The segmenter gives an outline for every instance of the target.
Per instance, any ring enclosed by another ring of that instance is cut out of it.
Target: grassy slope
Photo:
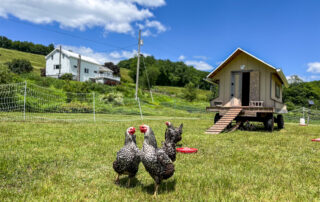
[[[121,117],[119,117],[121,119]],[[320,199],[320,127],[287,125],[266,132],[204,135],[210,120],[184,123],[176,172],[162,183],[159,200],[311,201]],[[98,123],[0,122],[0,200],[152,200],[153,180],[140,165],[137,181],[113,183],[112,162],[123,133],[141,121]],[[164,121],[147,121],[158,144]],[[143,136],[136,133],[138,146]]]
[[[17,50],[10,50],[4,48],[0,48],[0,54],[0,64],[9,62],[12,59],[17,58],[29,60],[36,71],[46,66],[46,60],[44,58],[45,56],[43,55],[25,53]]]

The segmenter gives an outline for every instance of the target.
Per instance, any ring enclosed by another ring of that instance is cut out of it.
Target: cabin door
[[[231,106],[241,106],[241,80],[240,72],[232,72],[231,75]]]
[[[250,101],[260,101],[259,71],[250,72]]]

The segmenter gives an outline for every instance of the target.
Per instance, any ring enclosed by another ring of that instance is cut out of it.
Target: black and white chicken
[[[119,183],[120,175],[128,175],[127,186],[130,186],[131,178],[138,172],[140,151],[137,147],[135,128],[130,127],[125,132],[124,146],[117,152],[117,160],[113,162],[113,169],[117,172],[116,183]]]
[[[155,181],[153,196],[156,197],[161,181],[170,178],[174,174],[174,165],[165,151],[158,149],[157,140],[152,129],[147,125],[141,125],[140,131],[144,133],[141,161]]]
[[[171,139],[175,144],[182,140],[182,127],[183,123],[179,127],[174,127],[169,121],[166,122],[167,129],[165,139]]]

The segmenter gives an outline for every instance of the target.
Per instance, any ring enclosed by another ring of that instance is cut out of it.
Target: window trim
[[[57,68],[57,67],[59,67],[59,68]],[[53,65],[53,69],[60,69],[61,67],[60,67],[60,65],[58,64],[58,65]]]
[[[280,85],[277,82],[275,82],[275,97],[278,99],[281,97]]]
[[[89,74],[89,68],[84,68],[84,73]]]

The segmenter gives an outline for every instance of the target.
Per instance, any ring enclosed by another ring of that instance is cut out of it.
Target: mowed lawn
[[[164,181],[158,200],[320,200],[320,126],[287,124],[274,133],[236,131],[205,135],[210,120],[184,123],[176,172]],[[0,201],[151,201],[154,182],[142,164],[132,187],[115,185],[112,162],[127,127],[141,121],[98,123],[0,122]],[[164,121],[148,120],[164,140]]]

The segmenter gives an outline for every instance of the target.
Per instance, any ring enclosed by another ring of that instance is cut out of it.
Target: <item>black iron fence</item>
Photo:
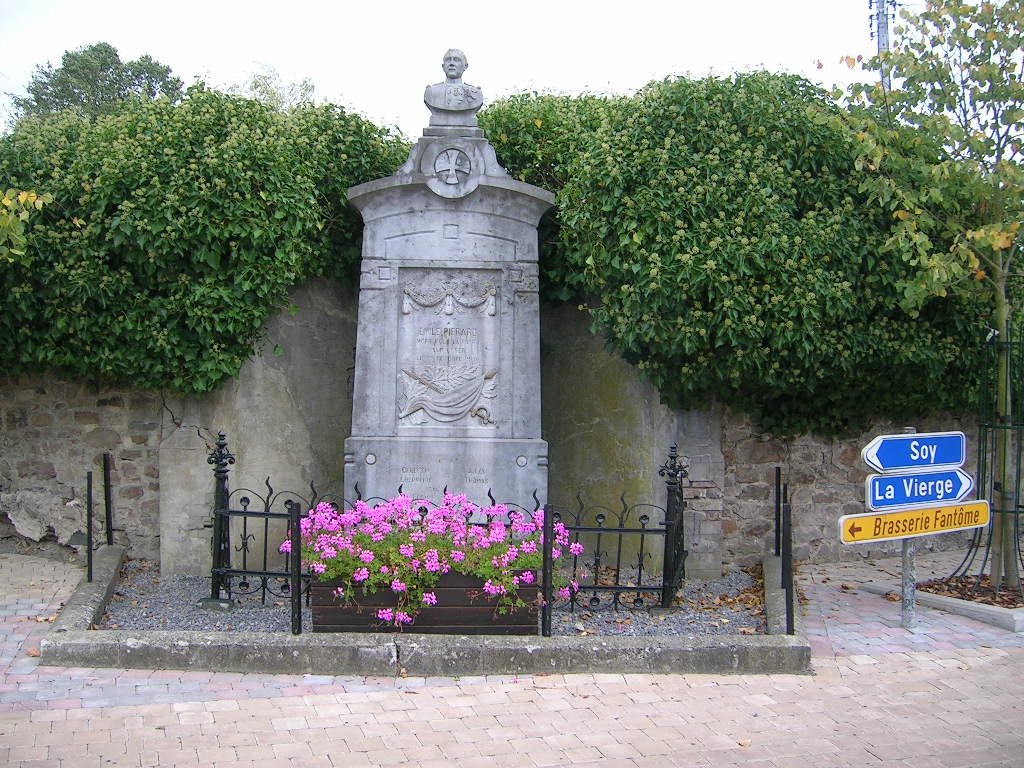
[[[226,607],[237,595],[268,595],[287,599],[291,607],[291,630],[302,632],[302,601],[309,598],[310,574],[301,567],[300,557],[279,551],[280,542],[289,540],[291,552],[301,551],[300,521],[304,510],[320,501],[339,507],[351,507],[343,497],[318,494],[310,486],[310,495],[274,490],[270,479],[266,491],[229,488],[230,467],[235,463],[227,438],[219,433],[208,463],[214,473],[214,505],[211,519],[212,564],[209,604]],[[628,504],[620,499],[617,512],[607,507],[587,507],[577,495],[573,511],[547,508],[545,541],[553,541],[556,522],[565,525],[570,539],[584,545],[582,556],[568,552],[559,564],[553,562],[550,547],[545,547],[541,573],[543,605],[541,630],[551,634],[551,606],[554,599],[555,569],[575,581],[579,591],[570,598],[569,609],[586,603],[588,607],[669,608],[685,576],[687,551],[684,542],[681,481],[687,475],[687,461],[676,445],[658,468],[665,479],[665,505]],[[399,489],[399,492],[401,489]],[[357,492],[358,493],[358,492]],[[490,494],[488,494],[490,496]],[[372,499],[369,501],[373,501]],[[490,498],[494,503],[494,498]],[[519,505],[508,505],[529,511]]]
[[[629,504],[620,497],[617,511],[588,507],[577,495],[572,511],[547,507],[545,525],[562,523],[572,541],[583,545],[581,556],[572,556],[565,574],[578,585],[569,596],[569,610],[670,608],[686,574],[685,539],[680,481],[687,477],[687,462],[673,443],[668,458],[658,469],[665,478],[665,506]],[[550,540],[545,534],[545,541]],[[552,574],[555,564],[545,547],[541,616],[542,633],[551,634]]]
[[[292,491],[276,492],[269,478],[265,493],[229,490],[229,467],[235,457],[223,432],[207,462],[213,465],[214,504],[210,596],[204,602],[227,607],[236,595],[259,595],[264,603],[268,595],[286,599],[292,634],[301,634],[302,599],[308,600],[310,574],[303,572],[300,557],[282,553],[279,547],[287,539],[292,552],[301,551],[303,510],[315,507],[322,497],[313,486],[309,498]]]
[[[109,452],[103,454],[103,523],[106,532],[107,546],[114,543],[114,493],[111,483],[111,466],[113,457]],[[69,544],[85,547],[85,578],[92,581],[92,560],[96,547],[94,528],[96,525],[95,507],[93,505],[92,470],[85,473],[85,530],[76,531],[71,535]]]
[[[1009,533],[1000,545],[1002,569],[1012,583],[1014,571],[1024,571],[1024,339],[1010,328],[1008,338],[993,333],[985,344],[985,360],[979,372],[978,464],[976,498],[988,499],[992,521],[971,532],[970,543],[951,577],[979,576],[993,568],[994,536]],[[1003,381],[1005,391],[1000,387]],[[1000,395],[1003,398],[1000,407]],[[1005,487],[1003,483],[1006,483]],[[1009,526],[1004,521],[1011,518]],[[1007,531],[1009,527],[1009,531]],[[975,581],[975,588],[981,580]]]
[[[789,484],[782,482],[782,468],[775,468],[775,556],[782,561],[779,588],[786,595],[786,634],[796,634],[793,581],[793,506],[789,502]],[[768,586],[768,585],[766,585]]]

ACTIVITY: Every line of the material above must be written out exactly, with no pictures.

COMPLETED EXERCISE:
The segmenter gives an outline for every instance of the target.
Per instance, any ring enclosed by another ring of that instance is cut out of it.
Target: grassy slope
Photo:
[[[121,117],[119,117],[121,119]],[[320,199],[320,127],[287,125],[266,132],[204,135],[210,120],[184,123],[176,172],[162,183],[159,200],[311,201]],[[98,123],[0,122],[0,200],[152,200],[153,180],[140,165],[137,181],[113,183],[112,162],[123,133],[141,121]],[[164,121],[147,121],[158,144]],[[143,136],[136,133],[138,146]]]
[[[17,50],[10,50],[4,48],[0,48],[0,54],[0,64],[9,62],[12,59],[17,58],[29,60],[36,71],[46,66],[46,60],[44,58],[45,56],[43,55],[25,53]]]

The segmenter gives an outline for every instance of the target.
Per instance, any ring enclosed by another ring of that instance is cut out of it.
Target: cabin door
[[[231,106],[241,106],[241,80],[240,72],[232,72],[231,75]]]
[[[250,101],[260,101],[259,71],[250,72]]]

The segmenter gives an outline for every instance of the target.
Per instance, any ring enclosed by another ring of that instance is cut out of it.
Target: black and white chicken
[[[119,183],[120,175],[128,175],[127,186],[130,186],[131,178],[138,172],[140,151],[137,147],[135,128],[130,127],[125,132],[124,146],[117,152],[117,160],[113,162],[113,169],[117,172],[116,183]]]
[[[155,181],[153,196],[156,197],[161,181],[170,178],[174,174],[174,165],[165,151],[158,149],[157,140],[152,129],[147,125],[141,125],[140,131],[144,133],[141,161]]]
[[[171,139],[175,144],[182,140],[182,127],[183,123],[179,127],[174,127],[169,121],[166,122],[167,129],[165,139]]]

The segmenter gives an outline for every instance of the target.
Per instance, any ring enclosed by another ring of that instance is cut out of it.
Target: window trim
[[[57,68],[57,67],[59,67],[59,68]],[[53,65],[53,69],[60,69],[61,67],[60,67],[60,65],[58,64],[58,65]]]
[[[280,85],[277,82],[275,82],[275,97],[278,99],[281,97]]]
[[[89,74],[89,68],[84,68],[84,73]]]

The segmenter gives an outline for every instance of the target.
Per instance, any ring enclosed by another ring of that instance is cut out of it.
Target: mowed lawn
[[[164,181],[158,200],[320,200],[320,126],[287,124],[274,133],[236,131],[205,135],[210,120],[184,123],[176,172]],[[0,201],[151,201],[154,182],[142,164],[132,187],[115,185],[112,162],[127,127],[141,121],[98,123],[0,122]],[[164,121],[148,120],[164,140]]]

The segmenter gives an outline for every instance of the target.
Per instance, any ring enclosed by another ring of that instance is cut out of it.
Target: <item>black iron fence</item>
Photo:
[[[226,607],[237,595],[268,595],[287,599],[291,607],[291,630],[302,632],[302,601],[309,598],[310,574],[301,567],[300,557],[279,551],[280,542],[289,540],[291,552],[301,551],[300,521],[304,510],[320,501],[339,507],[351,507],[343,497],[318,494],[310,486],[310,495],[274,490],[270,479],[266,491],[229,488],[230,467],[235,463],[227,438],[219,433],[208,463],[214,473],[214,505],[211,519],[212,564],[209,604]],[[628,504],[620,499],[617,512],[607,507],[587,507],[577,495],[573,511],[547,508],[545,541],[553,541],[556,522],[565,525],[570,539],[584,545],[582,556],[568,552],[559,564],[553,562],[550,547],[545,547],[541,573],[543,605],[541,630],[551,634],[551,606],[554,599],[555,569],[575,581],[579,591],[570,598],[569,609],[586,603],[588,607],[669,608],[685,576],[687,551],[684,542],[681,481],[687,475],[687,461],[676,445],[658,468],[665,479],[665,505]],[[399,489],[399,492],[401,489]],[[357,492],[358,493],[358,492]],[[490,494],[488,494],[490,496]],[[372,499],[369,501],[373,501]],[[490,498],[494,503],[494,498]],[[519,505],[508,505],[529,511]]]
[[[629,504],[620,497],[617,511],[588,507],[577,495],[572,511],[547,507],[545,525],[562,523],[572,541],[583,545],[581,556],[572,556],[565,574],[578,585],[569,596],[569,610],[670,608],[686,574],[685,539],[680,481],[687,477],[687,462],[673,443],[668,458],[658,469],[665,478],[665,506]],[[550,540],[545,534],[545,541]],[[552,574],[555,564],[545,547],[541,616],[542,633],[551,634]]]
[[[292,491],[276,492],[269,478],[265,493],[229,490],[229,467],[235,457],[223,432],[207,462],[213,465],[214,504],[210,596],[204,602],[227,607],[236,595],[259,595],[264,603],[268,595],[286,599],[292,634],[301,634],[302,599],[308,600],[310,574],[303,572],[300,557],[282,553],[279,547],[287,539],[292,552],[301,551],[303,510],[315,507],[322,497],[313,486],[309,498]]]
[[[109,452],[103,454],[103,523],[106,532],[107,546],[114,543],[114,493],[111,483],[111,466],[113,457]],[[69,544],[85,547],[85,578],[92,581],[92,560],[96,547],[94,528],[96,525],[95,507],[93,505],[92,470],[85,473],[85,530],[76,531],[71,535]]]
[[[1009,533],[1000,545],[1002,569],[1012,583],[1014,571],[1024,571],[1024,339],[1010,328],[1008,338],[993,333],[985,344],[985,360],[979,372],[978,464],[976,498],[988,499],[992,521],[971,532],[970,543],[951,577],[979,576],[993,568],[994,536]],[[1003,381],[1005,391],[1000,387]],[[1000,395],[1003,398],[1000,407]],[[1005,487],[1003,483],[1006,483]],[[1009,526],[1004,521],[1011,518]],[[1007,531],[1009,527],[1009,531]],[[975,581],[975,588],[981,580]]]
[[[789,484],[782,482],[782,468],[775,468],[775,556],[782,561],[779,588],[786,595],[786,634],[796,634],[793,581],[793,506],[789,502]],[[768,586],[768,585],[766,585]]]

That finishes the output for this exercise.